### [Input for this task]
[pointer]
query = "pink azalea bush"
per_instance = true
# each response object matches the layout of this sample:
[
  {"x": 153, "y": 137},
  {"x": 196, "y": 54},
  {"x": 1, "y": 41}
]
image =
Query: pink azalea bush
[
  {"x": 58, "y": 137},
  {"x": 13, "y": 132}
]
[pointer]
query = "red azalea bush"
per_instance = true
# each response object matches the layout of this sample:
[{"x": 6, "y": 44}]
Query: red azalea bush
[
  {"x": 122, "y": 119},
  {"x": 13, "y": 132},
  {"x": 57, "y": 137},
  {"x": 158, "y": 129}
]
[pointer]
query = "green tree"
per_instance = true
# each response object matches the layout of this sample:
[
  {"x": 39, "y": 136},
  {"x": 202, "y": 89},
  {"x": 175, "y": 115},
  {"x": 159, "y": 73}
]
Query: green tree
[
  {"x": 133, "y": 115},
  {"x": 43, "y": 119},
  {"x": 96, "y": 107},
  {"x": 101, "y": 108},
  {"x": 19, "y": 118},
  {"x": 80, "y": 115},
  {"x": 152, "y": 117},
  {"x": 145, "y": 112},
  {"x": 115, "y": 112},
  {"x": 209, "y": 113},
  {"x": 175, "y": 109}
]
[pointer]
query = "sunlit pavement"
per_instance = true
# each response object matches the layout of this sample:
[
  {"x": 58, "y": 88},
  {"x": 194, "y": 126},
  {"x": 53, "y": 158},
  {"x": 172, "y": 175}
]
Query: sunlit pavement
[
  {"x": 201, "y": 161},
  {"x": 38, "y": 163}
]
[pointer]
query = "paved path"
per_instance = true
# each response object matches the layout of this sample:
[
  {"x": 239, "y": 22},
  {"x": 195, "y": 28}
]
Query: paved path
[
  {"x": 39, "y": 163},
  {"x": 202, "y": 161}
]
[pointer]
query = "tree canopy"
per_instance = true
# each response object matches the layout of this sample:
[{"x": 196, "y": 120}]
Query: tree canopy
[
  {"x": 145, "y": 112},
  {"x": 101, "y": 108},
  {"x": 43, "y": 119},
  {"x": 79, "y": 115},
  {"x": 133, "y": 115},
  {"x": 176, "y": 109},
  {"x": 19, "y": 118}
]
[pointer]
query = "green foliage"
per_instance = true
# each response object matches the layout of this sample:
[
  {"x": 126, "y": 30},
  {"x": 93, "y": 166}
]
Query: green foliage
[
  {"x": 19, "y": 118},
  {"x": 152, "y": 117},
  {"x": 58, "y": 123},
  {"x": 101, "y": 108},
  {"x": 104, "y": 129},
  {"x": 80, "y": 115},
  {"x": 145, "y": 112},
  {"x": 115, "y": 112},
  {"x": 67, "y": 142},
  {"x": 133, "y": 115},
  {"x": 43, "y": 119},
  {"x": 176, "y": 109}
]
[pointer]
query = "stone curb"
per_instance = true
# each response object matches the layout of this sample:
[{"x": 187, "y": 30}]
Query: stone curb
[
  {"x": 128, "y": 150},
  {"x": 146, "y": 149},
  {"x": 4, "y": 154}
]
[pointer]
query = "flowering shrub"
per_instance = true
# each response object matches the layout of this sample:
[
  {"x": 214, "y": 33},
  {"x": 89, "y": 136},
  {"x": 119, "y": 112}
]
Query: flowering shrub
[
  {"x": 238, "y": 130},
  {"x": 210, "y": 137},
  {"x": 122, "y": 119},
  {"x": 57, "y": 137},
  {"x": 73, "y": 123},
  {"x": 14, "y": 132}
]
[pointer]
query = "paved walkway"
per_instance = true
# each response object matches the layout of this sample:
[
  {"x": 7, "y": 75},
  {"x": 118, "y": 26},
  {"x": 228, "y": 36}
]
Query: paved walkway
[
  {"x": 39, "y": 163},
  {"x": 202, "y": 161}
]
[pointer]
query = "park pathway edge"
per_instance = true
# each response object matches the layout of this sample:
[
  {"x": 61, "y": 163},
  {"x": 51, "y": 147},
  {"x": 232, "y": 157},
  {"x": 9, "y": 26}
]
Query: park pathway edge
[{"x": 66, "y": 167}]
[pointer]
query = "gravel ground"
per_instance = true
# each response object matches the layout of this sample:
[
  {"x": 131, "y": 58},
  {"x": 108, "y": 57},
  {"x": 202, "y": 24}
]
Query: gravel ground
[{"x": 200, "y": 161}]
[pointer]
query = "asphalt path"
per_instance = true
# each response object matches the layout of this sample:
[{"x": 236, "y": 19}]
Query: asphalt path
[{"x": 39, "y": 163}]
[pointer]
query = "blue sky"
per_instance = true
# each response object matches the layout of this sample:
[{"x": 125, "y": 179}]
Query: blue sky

### [What to do]
Could you reproduce the data above exactly as given?

### [Result of the task]
[pointer]
query = "pink azalea bush"
per_instance = true
# each response object matches the layout of this sample:
[
  {"x": 153, "y": 137},
  {"x": 196, "y": 54},
  {"x": 1, "y": 41}
]
image =
Query: pink azalea bush
[
  {"x": 58, "y": 137},
  {"x": 13, "y": 132}
]
[pointer]
query = "red azalea bush"
per_instance = true
# each response object matches the layout of this sample:
[{"x": 6, "y": 44}]
Query: red azalea bush
[
  {"x": 122, "y": 119},
  {"x": 13, "y": 132},
  {"x": 57, "y": 137},
  {"x": 158, "y": 129}
]
[pointer]
query = "green tree"
per_instance = true
# each response object matches the layout of this sample:
[
  {"x": 39, "y": 136},
  {"x": 202, "y": 89},
  {"x": 175, "y": 115},
  {"x": 159, "y": 73}
]
Query: green tree
[
  {"x": 133, "y": 115},
  {"x": 43, "y": 119},
  {"x": 96, "y": 107},
  {"x": 101, "y": 108},
  {"x": 19, "y": 118},
  {"x": 80, "y": 115},
  {"x": 152, "y": 117},
  {"x": 145, "y": 112},
  {"x": 115, "y": 112},
  {"x": 209, "y": 113},
  {"x": 175, "y": 109}
]
[pointer]
query = "sunlit pavement"
per_instance = true
# each response object matches the layout of this sample:
[
  {"x": 58, "y": 88},
  {"x": 194, "y": 126},
  {"x": 53, "y": 158},
  {"x": 172, "y": 175}
]
Query: sunlit pavement
[
  {"x": 201, "y": 161},
  {"x": 38, "y": 163}
]
[pointer]
query = "paved path"
per_instance = true
# each response object matches the layout of this sample:
[
  {"x": 239, "y": 22},
  {"x": 195, "y": 28}
]
Query: paved path
[
  {"x": 39, "y": 163},
  {"x": 202, "y": 161}
]
[pointer]
query = "tree canopy"
per_instance = true
# each response object matches the layout of this sample:
[{"x": 196, "y": 120}]
Query: tree canopy
[
  {"x": 145, "y": 112},
  {"x": 101, "y": 108},
  {"x": 43, "y": 119},
  {"x": 79, "y": 115},
  {"x": 133, "y": 115},
  {"x": 176, "y": 109},
  {"x": 19, "y": 118}
]
[pointer]
query = "green foliage"
per_instance = true
# each response object matches the layout of this sample:
[
  {"x": 126, "y": 30},
  {"x": 93, "y": 166}
]
Query: green foliage
[
  {"x": 19, "y": 118},
  {"x": 152, "y": 117},
  {"x": 58, "y": 123},
  {"x": 101, "y": 108},
  {"x": 104, "y": 129},
  {"x": 80, "y": 115},
  {"x": 145, "y": 112},
  {"x": 115, "y": 112},
  {"x": 67, "y": 142},
  {"x": 133, "y": 115},
  {"x": 43, "y": 119},
  {"x": 176, "y": 109}
]
[pointer]
query = "stone curb"
per_instance = true
# each response object matches the layout of this sample:
[{"x": 187, "y": 30}]
Query: stone curb
[
  {"x": 128, "y": 150},
  {"x": 146, "y": 149},
  {"x": 4, "y": 154}
]
[pointer]
query = "flowering shrub"
per_instance = true
# each response object matches the layout of this sample:
[
  {"x": 214, "y": 33},
  {"x": 89, "y": 136},
  {"x": 119, "y": 112}
]
Query: flowering shrub
[
  {"x": 238, "y": 130},
  {"x": 210, "y": 137},
  {"x": 122, "y": 119},
  {"x": 57, "y": 137},
  {"x": 73, "y": 123},
  {"x": 14, "y": 132}
]
[pointer]
query = "paved walkway"
per_instance = true
# each response object matches the layout of this sample:
[
  {"x": 7, "y": 75},
  {"x": 118, "y": 26},
  {"x": 228, "y": 36}
]
Query: paved walkway
[
  {"x": 39, "y": 163},
  {"x": 202, "y": 161}
]
[pointer]
query = "park pathway edge"
per_instance = true
# each response object matches the layout of this sample:
[
  {"x": 61, "y": 163},
  {"x": 51, "y": 147},
  {"x": 232, "y": 157},
  {"x": 9, "y": 26}
]
Query: park pathway edge
[{"x": 66, "y": 167}]
[pointer]
query = "gravel ground"
per_instance = true
# each response object matches the layout of this sample:
[
  {"x": 131, "y": 58},
  {"x": 108, "y": 57},
  {"x": 202, "y": 24}
]
Query: gravel ground
[{"x": 200, "y": 161}]
[pointer]
query = "asphalt path"
per_instance = true
# each response object matches the layout of this sample:
[{"x": 236, "y": 19}]
Query: asphalt path
[{"x": 39, "y": 163}]
[pointer]
query = "blue sky"
per_instance = true
# each response object matches the layout of this sample:
[{"x": 125, "y": 179}]
Query: blue sky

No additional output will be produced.